Schreib alle folgenden Zeilen wortgetreu ab.

Datensätze zur Positionsannotation:
_ _ _ _

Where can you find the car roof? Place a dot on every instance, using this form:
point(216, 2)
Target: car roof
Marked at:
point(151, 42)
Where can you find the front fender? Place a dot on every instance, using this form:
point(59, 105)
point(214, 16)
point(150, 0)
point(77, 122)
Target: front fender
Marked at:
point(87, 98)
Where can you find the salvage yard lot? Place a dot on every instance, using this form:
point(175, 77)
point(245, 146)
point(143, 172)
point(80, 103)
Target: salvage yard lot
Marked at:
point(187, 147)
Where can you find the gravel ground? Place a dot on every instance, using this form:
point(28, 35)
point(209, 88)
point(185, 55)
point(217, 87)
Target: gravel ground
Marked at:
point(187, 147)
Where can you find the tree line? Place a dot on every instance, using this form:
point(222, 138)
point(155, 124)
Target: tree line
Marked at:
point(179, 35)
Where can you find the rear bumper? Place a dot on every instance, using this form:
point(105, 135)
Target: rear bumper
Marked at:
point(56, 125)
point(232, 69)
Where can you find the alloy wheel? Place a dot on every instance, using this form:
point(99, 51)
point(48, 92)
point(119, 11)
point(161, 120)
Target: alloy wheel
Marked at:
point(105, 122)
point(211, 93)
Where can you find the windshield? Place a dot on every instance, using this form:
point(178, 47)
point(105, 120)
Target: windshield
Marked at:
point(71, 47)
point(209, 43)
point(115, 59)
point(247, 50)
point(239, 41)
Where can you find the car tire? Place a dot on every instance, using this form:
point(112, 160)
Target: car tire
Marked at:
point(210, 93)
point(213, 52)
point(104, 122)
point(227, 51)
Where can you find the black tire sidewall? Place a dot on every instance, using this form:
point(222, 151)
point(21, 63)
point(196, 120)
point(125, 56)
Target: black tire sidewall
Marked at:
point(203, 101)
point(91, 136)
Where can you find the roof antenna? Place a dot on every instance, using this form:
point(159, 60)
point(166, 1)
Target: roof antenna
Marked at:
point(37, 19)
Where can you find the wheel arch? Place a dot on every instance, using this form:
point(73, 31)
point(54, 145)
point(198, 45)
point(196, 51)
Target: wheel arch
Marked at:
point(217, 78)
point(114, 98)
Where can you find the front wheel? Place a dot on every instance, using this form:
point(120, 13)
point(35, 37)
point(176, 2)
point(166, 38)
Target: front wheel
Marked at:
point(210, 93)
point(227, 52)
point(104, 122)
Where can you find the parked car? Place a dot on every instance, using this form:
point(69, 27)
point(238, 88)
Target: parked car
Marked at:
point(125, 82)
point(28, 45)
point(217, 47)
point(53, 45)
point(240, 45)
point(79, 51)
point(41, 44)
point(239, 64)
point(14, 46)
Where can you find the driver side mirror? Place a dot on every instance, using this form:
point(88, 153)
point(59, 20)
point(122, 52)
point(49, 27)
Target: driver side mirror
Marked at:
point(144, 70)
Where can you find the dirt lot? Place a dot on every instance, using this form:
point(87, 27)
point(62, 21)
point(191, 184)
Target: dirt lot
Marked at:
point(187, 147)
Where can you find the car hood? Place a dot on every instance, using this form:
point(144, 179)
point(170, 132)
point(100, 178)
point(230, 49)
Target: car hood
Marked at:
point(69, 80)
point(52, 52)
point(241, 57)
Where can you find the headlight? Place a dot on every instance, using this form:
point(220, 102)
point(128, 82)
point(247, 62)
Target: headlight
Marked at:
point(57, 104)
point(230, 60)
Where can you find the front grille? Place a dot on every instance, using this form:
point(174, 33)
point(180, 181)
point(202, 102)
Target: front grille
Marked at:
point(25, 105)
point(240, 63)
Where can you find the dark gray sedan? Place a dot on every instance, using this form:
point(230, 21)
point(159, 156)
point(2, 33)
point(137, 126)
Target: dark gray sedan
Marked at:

_ _ _ _

# [Lösung der Übung]
Where can you find the car roof? Place a dot on every instance, using this form:
point(216, 2)
Target: car roof
Marked at:
point(151, 42)
Where can you find the front fender? Place a dot on every instance, using this form:
point(59, 105)
point(214, 16)
point(150, 0)
point(77, 122)
Target: front fender
Marked at:
point(87, 98)
Where can you find the salvage yard lot? Place a dot on every instance, using this form:
point(175, 77)
point(245, 146)
point(143, 172)
point(80, 103)
Target: salvage yard lot
Marked at:
point(187, 147)
Where can you find the gravel ground? Place a dot on every instance, using this form:
point(28, 35)
point(209, 88)
point(185, 55)
point(217, 87)
Target: gravel ground
Marked at:
point(187, 147)
Where can you find the tree line? Place a dot on every instance, using this form:
point(222, 138)
point(155, 124)
Target: tree line
Marked at:
point(179, 35)
Where can you find the rear bumper? Place a dot on every instance, using this form:
point(105, 135)
Target: rear bumper
Marked at:
point(56, 125)
point(232, 69)
Where can you find the alloy wheel? Place a dot on every instance, using this form:
point(99, 51)
point(48, 92)
point(119, 11)
point(161, 120)
Target: alloy wheel
Marked at:
point(105, 122)
point(211, 93)
Where can you find the windshield? Place a dot on every instance, using this form:
point(178, 47)
point(105, 120)
Target: windshield
Marked at:
point(71, 47)
point(209, 43)
point(115, 59)
point(247, 50)
point(239, 41)
Where can you find the car tire? Place a dot on every instance, using this form:
point(112, 160)
Target: car tire
Marked at:
point(210, 93)
point(213, 52)
point(104, 122)
point(227, 51)
Where can you find the black tire sidewall? Place a dot on every instance, using this form:
point(222, 151)
point(21, 63)
point(196, 120)
point(125, 56)
Target: black tire sidewall
Marked at:
point(203, 101)
point(91, 136)
Where can you find the roof antenna? Place a dot on every instance, using this form:
point(159, 60)
point(166, 1)
Target: roof antenna
Marked at:
point(37, 19)
Where can you find the wheel arch? Place a dot on every instance, using this form:
point(73, 31)
point(54, 145)
point(198, 45)
point(196, 51)
Target: wheel arch
Marked at:
point(217, 78)
point(114, 98)
Where can you find the front wheel? Place a dot on every instance, using this form:
point(120, 13)
point(35, 37)
point(176, 2)
point(166, 38)
Target: front wheel
Marked at:
point(210, 93)
point(227, 52)
point(104, 122)
Where can you find the parked car? Place a dot on every instance, using this form:
point(69, 27)
point(238, 88)
Target: parked car
Marked at:
point(125, 82)
point(28, 45)
point(217, 47)
point(53, 45)
point(240, 45)
point(79, 51)
point(41, 44)
point(239, 64)
point(14, 46)
Where can you find the driver side mirror? Place a dot on every instance, using this form:
point(88, 153)
point(59, 20)
point(122, 52)
point(49, 27)
Target: driver side mirror
Marked at:
point(144, 70)
Where can you find the dirt lot? Place a dot on every instance, using this form:
point(87, 27)
point(62, 21)
point(191, 184)
Target: dirt lot
Marked at:
point(187, 147)
Where can you find the car hood? Place a dot on every instance, using this form:
point(144, 179)
point(170, 132)
point(100, 178)
point(230, 49)
Target: car hood
Marked at:
point(69, 80)
point(52, 52)
point(241, 57)
Where can you find the headlight? Place a dot on every instance, using this form:
point(220, 102)
point(128, 82)
point(247, 62)
Target: headlight
Marked at:
point(57, 104)
point(230, 60)
Where can you find the front grille? Place a dot on every instance, using this form:
point(174, 33)
point(180, 181)
point(202, 102)
Target: front grille
Marked at:
point(25, 105)
point(240, 63)
Where can you find the dark gray sedan? Place a dot on every instance, using this form:
point(230, 21)
point(159, 156)
point(2, 33)
point(137, 126)
Target: dark gray sedan
Marked at:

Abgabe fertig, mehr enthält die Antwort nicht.